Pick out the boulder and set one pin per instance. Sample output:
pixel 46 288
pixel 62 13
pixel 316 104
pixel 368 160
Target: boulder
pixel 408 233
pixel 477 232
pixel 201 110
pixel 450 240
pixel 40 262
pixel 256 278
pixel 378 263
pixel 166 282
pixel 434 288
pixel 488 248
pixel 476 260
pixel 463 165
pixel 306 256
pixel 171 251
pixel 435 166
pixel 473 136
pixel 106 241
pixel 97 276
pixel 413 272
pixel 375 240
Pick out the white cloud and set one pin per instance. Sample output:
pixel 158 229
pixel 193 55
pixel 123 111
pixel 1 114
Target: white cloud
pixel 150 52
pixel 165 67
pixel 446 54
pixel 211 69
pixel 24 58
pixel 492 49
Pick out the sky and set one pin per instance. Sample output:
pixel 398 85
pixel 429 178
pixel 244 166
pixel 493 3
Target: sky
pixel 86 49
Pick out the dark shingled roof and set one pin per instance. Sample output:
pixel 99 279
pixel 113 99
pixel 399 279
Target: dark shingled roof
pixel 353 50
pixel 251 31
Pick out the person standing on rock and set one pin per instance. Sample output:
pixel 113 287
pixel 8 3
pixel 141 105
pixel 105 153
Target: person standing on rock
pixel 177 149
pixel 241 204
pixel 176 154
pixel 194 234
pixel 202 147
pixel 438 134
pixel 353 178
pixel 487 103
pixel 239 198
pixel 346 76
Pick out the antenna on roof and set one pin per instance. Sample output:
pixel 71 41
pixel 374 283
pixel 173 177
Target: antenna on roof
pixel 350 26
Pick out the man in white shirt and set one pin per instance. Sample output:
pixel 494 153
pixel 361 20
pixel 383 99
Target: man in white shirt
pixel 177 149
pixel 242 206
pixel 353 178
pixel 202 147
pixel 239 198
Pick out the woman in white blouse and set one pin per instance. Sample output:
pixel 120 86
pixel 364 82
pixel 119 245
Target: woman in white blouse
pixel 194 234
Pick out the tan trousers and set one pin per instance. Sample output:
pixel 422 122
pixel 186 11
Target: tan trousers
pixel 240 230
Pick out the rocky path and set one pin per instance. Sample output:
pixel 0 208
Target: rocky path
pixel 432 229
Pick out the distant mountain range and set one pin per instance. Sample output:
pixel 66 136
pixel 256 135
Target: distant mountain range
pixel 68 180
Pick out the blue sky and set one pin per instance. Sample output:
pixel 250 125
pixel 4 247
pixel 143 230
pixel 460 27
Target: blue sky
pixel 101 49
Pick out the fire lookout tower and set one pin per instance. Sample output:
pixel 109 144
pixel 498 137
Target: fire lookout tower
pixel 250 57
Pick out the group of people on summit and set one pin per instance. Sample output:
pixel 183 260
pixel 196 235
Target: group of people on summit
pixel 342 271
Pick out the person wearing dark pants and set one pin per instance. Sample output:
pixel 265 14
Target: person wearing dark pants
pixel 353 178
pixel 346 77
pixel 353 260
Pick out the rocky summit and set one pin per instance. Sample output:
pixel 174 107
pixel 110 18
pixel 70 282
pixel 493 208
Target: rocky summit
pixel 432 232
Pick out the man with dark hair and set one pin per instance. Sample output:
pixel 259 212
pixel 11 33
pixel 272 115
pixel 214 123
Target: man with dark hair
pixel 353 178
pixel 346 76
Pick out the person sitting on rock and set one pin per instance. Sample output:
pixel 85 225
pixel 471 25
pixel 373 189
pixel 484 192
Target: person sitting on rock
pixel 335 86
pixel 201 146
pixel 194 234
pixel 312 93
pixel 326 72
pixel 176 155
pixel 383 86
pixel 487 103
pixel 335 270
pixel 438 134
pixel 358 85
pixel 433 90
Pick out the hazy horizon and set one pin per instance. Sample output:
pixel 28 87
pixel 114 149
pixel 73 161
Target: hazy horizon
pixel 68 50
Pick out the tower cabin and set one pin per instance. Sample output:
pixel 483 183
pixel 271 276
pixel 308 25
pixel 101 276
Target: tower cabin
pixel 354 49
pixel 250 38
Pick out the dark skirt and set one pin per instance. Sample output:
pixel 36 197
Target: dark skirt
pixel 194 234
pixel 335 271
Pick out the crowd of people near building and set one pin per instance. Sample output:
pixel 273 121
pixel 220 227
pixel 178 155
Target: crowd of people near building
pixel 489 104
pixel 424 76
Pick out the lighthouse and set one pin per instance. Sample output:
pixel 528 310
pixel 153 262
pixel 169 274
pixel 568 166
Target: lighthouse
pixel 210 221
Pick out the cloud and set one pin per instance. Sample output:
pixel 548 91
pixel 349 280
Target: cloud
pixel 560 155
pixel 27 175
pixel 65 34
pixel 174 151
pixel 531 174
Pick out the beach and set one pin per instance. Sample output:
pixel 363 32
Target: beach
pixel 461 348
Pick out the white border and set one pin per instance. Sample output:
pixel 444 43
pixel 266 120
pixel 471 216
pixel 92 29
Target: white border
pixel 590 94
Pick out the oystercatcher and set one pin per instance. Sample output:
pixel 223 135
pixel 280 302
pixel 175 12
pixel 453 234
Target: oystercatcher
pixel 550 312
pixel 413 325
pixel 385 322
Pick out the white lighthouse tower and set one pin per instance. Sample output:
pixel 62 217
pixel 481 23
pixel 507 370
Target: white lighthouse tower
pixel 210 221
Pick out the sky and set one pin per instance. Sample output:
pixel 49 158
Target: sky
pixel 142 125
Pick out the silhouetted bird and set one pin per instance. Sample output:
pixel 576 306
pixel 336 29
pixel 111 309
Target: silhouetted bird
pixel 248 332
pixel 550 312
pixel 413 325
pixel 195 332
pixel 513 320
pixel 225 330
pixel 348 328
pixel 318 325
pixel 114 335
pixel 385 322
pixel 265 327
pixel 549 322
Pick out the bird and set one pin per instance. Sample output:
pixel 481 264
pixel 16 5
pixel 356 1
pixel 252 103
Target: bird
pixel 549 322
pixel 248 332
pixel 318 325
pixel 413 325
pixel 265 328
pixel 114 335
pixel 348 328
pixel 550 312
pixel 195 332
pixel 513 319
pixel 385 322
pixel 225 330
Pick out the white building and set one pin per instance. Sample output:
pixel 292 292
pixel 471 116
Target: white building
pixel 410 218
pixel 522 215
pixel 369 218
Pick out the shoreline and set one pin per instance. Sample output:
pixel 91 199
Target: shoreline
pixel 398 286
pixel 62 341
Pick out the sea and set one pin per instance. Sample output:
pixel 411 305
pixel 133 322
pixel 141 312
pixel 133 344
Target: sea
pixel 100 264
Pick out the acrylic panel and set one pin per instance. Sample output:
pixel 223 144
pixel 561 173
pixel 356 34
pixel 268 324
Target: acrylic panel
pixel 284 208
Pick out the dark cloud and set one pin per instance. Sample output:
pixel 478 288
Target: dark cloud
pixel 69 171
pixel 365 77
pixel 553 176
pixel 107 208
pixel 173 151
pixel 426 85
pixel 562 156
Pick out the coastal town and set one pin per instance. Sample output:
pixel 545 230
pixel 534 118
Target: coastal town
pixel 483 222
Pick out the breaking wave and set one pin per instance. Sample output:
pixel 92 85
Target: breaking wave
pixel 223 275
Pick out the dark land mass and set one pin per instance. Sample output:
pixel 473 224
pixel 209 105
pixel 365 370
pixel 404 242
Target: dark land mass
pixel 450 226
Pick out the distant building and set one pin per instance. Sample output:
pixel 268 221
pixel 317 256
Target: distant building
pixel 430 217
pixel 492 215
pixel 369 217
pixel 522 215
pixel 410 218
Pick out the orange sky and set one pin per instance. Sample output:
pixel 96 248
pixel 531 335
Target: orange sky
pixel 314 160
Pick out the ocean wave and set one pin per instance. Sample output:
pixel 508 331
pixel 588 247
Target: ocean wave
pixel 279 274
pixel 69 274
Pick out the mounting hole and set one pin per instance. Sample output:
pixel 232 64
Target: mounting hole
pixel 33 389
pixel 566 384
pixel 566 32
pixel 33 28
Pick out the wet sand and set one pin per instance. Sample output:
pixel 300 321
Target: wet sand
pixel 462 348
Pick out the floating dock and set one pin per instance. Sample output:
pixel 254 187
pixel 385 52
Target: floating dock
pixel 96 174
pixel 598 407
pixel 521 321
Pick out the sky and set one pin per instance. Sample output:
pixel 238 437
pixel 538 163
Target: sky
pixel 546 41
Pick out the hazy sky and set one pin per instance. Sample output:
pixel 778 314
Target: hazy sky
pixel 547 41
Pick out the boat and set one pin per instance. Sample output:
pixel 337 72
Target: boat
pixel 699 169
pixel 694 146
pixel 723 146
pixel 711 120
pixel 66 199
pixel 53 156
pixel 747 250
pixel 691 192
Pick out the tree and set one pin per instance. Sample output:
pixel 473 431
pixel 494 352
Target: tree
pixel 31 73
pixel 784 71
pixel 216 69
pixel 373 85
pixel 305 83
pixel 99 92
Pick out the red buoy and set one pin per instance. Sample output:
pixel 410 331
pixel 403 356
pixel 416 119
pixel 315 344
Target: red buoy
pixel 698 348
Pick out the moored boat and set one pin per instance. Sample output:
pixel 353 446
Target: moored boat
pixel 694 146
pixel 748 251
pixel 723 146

━━━

**Description of the task**
Lines wanted from the listing above: the line with "pixel 220 227" up to and including the line with "pixel 266 120". Please write them out exactly, adding nothing else.

**Result of this exercise**
pixel 220 227
pixel 178 155
Target: crowd of people near building
pixel 489 104
pixel 424 76
Pick out the lighthouse and set one pin per instance. Sample output:
pixel 528 310
pixel 153 262
pixel 169 274
pixel 568 166
Target: lighthouse
pixel 210 221
Pick out the cloud and set one pin per instance. Sample output:
pixel 548 91
pixel 349 280
Target: cloud
pixel 560 155
pixel 27 175
pixel 65 34
pixel 174 151
pixel 531 174
Pick out the beach and set one pin per instance. Sample output:
pixel 363 32
Target: beach
pixel 461 348
Pick out the white border and set one pin per instance. Sample output:
pixel 444 43
pixel 266 120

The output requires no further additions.